#### Extracted data ####

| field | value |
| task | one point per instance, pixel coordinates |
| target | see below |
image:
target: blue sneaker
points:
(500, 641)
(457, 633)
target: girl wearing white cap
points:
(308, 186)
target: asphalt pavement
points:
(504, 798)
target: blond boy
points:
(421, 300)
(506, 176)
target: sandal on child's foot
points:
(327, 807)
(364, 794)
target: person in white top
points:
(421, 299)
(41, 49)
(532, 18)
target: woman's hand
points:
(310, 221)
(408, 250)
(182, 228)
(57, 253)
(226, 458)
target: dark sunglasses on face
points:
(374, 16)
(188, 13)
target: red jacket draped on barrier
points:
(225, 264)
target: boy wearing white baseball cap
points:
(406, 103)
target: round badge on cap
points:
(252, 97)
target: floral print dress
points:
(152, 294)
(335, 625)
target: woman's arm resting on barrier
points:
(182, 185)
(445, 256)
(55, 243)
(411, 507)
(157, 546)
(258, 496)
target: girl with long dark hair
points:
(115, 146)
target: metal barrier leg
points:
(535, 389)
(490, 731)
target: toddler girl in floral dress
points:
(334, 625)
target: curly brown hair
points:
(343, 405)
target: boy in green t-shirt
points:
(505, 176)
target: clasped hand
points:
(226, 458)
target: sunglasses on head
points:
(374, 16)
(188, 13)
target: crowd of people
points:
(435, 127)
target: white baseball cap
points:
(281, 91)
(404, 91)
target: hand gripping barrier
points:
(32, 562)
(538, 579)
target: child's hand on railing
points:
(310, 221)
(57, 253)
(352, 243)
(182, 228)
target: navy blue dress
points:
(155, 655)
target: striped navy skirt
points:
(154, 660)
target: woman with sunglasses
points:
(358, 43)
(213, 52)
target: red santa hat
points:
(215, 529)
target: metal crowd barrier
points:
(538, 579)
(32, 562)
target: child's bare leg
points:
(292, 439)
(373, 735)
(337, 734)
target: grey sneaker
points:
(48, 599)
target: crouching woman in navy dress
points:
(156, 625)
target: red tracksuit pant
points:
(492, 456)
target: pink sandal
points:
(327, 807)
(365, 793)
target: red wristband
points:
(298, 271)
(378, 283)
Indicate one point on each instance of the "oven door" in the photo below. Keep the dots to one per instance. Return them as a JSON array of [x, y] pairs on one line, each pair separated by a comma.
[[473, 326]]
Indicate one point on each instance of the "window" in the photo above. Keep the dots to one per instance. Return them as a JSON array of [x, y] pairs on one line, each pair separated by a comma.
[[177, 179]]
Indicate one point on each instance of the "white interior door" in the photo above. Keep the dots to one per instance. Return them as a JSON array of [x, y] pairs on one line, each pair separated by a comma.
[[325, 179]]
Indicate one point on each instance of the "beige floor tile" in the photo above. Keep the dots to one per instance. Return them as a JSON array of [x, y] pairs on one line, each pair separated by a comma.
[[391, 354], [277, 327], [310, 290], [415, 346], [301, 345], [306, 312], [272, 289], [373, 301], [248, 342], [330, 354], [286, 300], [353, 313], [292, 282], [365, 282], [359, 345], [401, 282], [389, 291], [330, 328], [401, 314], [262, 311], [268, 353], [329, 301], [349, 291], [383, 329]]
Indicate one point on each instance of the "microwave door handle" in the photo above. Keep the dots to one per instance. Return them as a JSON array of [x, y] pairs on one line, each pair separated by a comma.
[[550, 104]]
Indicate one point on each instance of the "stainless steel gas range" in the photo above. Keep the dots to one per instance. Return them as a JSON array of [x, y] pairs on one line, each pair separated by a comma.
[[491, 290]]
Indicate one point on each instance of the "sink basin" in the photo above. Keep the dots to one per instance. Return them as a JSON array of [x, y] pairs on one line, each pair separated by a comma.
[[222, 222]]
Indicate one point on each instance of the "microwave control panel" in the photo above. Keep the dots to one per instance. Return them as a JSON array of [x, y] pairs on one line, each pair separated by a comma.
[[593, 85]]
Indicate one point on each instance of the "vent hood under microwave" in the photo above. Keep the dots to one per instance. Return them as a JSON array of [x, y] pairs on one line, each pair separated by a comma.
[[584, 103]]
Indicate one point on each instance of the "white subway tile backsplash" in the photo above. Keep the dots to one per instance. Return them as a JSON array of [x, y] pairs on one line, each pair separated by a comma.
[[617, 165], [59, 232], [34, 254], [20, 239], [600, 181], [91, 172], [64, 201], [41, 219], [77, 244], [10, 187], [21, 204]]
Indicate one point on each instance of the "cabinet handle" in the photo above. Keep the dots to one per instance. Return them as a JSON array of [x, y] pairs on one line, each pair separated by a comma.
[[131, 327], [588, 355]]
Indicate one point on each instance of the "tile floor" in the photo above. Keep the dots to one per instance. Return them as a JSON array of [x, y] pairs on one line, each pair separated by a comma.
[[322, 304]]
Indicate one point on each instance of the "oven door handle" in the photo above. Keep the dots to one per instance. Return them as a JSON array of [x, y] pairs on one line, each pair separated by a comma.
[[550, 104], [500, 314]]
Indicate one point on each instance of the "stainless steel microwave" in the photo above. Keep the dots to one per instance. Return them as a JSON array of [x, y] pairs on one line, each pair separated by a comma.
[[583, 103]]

####

Requirement - Please set down all of the records exactly.

Exercise solution -
| field | value |
| task | one point per instance, pixel coordinates |
| target | see below |
image:
target: blue sneaker
points:
(500, 641)
(457, 633)
target: girl wearing white cap
points:
(308, 186)
target: asphalt pavement
points:
(504, 798)
target: blond boy
points:
(421, 300)
(506, 176)
target: sandal on child's foot
points:
(327, 807)
(364, 794)
target: person in white top
points:
(421, 299)
(41, 49)
(532, 18)
target: woman's hand
points:
(310, 221)
(408, 250)
(182, 228)
(57, 253)
(226, 458)
target: dark sunglasses on face
points:
(374, 16)
(188, 13)
target: red jacket draped on barrier
points:
(225, 264)
target: boy wearing white baseball cap
points:
(406, 103)
target: round badge on cap
points:
(252, 97)
target: floral print dress
points:
(152, 294)
(335, 625)
target: woman's arm resting on barrier
points:
(182, 185)
(445, 256)
(55, 243)
(411, 507)
(157, 546)
(258, 496)
target: girl with long dark hair
points:
(115, 146)
target: metal barrier leg
points:
(535, 389)
(490, 731)
target: toddler girl in floral dress
points:
(334, 625)
target: curly brown hair
points:
(343, 405)
target: boy in green t-shirt
points:
(505, 176)
target: clasped hand
points:
(226, 458)
target: sunglasses on head
points:
(374, 16)
(188, 13)
target: crowd of people
points:
(435, 127)
target: white baseball cap
points:
(281, 91)
(404, 91)
target: hand gripping barrier
points:
(32, 562)
(538, 579)
target: child's hand on railing
points:
(310, 221)
(57, 253)
(352, 243)
(182, 228)
target: navy blue dress
points:
(155, 655)
target: striped navy skirt
points:
(154, 660)
target: woman with sunglasses
points:
(358, 43)
(213, 52)
target: red santa hat
points:
(215, 529)
target: metal crowd barrier
points:
(538, 579)
(32, 562)
target: child's bare leg
points:
(292, 439)
(373, 735)
(337, 734)
target: grey sneaker
points:
(48, 599)
target: crouching woman in navy dress
points:
(156, 625)
target: red tracksuit pant
points:
(492, 456)
target: pink sandal
points:
(327, 807)
(365, 793)
target: red wristband
points:
(298, 271)
(378, 283)
Indicate one point on each instance of the "oven door" in the photo below. Keep the dots to one per instance. Return them as a JSON array of [x, y] pairs on one line, each pair separated by a comma.
[[473, 326]]
Indicate one point on each instance of the "window" in the photo above. Keep the dots to one per instance. Return them as a JSON array of [x, y] pairs on one line, each pair separated by a comma.
[[177, 179]]
Indicate one point on each instance of the "white interior door" in the photo above. Keep the dots to one per instance. Return them as a JSON array of [x, y] pairs on one line, each pair separated by a comma.
[[325, 179]]
Indicate one point on each instance of the "beige floor tile" in the photo above. Keep the dots to one per instance. Return them as a JSON array of [x, y] pairs on one line, each pair separated by a comma.
[[391, 354], [277, 327], [310, 290], [415, 346], [301, 345], [306, 312], [272, 289], [373, 301], [248, 342], [330, 354], [286, 300], [353, 313], [292, 282], [365, 282], [359, 345], [401, 282], [389, 291], [330, 328], [401, 314], [262, 311], [268, 353], [329, 301], [349, 291], [383, 329]]
Indicate one point on each instance of the "microwave door handle" in the photo above. Keep the dots to one per instance. Return them as a JSON array of [x, y] pairs on one line, each pair separated by a comma.
[[550, 104]]
Indicate one point on each instance of the "stainless steel gas range" in the photo above. Keep the dots to one per instance. Return them as a JSON array of [x, y] pairs on one line, each pair separated by a comma.
[[491, 290]]
Indicate one point on each instance of the "sink basin" in the photo above. Keep the dots to one per instance. Return them as a JSON array of [x, y] pairs on one line, each pair separated by a comma.
[[222, 222]]
Indicate one point on each instance of the "microwave control panel" in the photo above. Keep the dots to one per instance. Return them as a JSON array of [x, y] pairs on one line, each pair separated by a comma.
[[593, 85]]
Indicate one point on each instance of the "vent hood under microwave" in the photo above. Keep the dots to one per instance. Return them as a JSON array of [x, y] pairs on one line, each pair separated by a comma.
[[584, 103]]
Indicate one point on each instance of the "white subway tile backsplash" in the photo above. Keep the dots to one per instance. Return them as a JSON array of [x, y] pairs on one line, each pair separated by a comma.
[[617, 165], [59, 232], [34, 254], [20, 239], [600, 181], [91, 172], [64, 201], [41, 219], [77, 244], [10, 187], [21, 204]]
Indicate one point on each instance of the "cabinet handle" in the photo above. Keep the dots to one per instance. Return them as a JSON array of [x, y] pairs on one line, each pair separated by a comma.
[[131, 327], [588, 355]]
Indicate one point on each instance of the "tile floor" in the photo above. Keep the dots to one per instance. Return them as a JSON array of [x, y] pairs on one line, each pair separated by a comma.
[[322, 304]]
Indicate one point on each instance of the "oven door handle" in the photo above. Keep the dots to one per instance. Return them as a JSON array of [x, y] pairs on one line, each pair separated by a comma.
[[550, 104], [500, 314]]
Indicate one point on each instance of the "stainless steel microwave" in the photo above. Keep the dots to one per instance. Return them as a JSON array of [x, y] pairs on one line, each pair separated by a comma.
[[583, 103]]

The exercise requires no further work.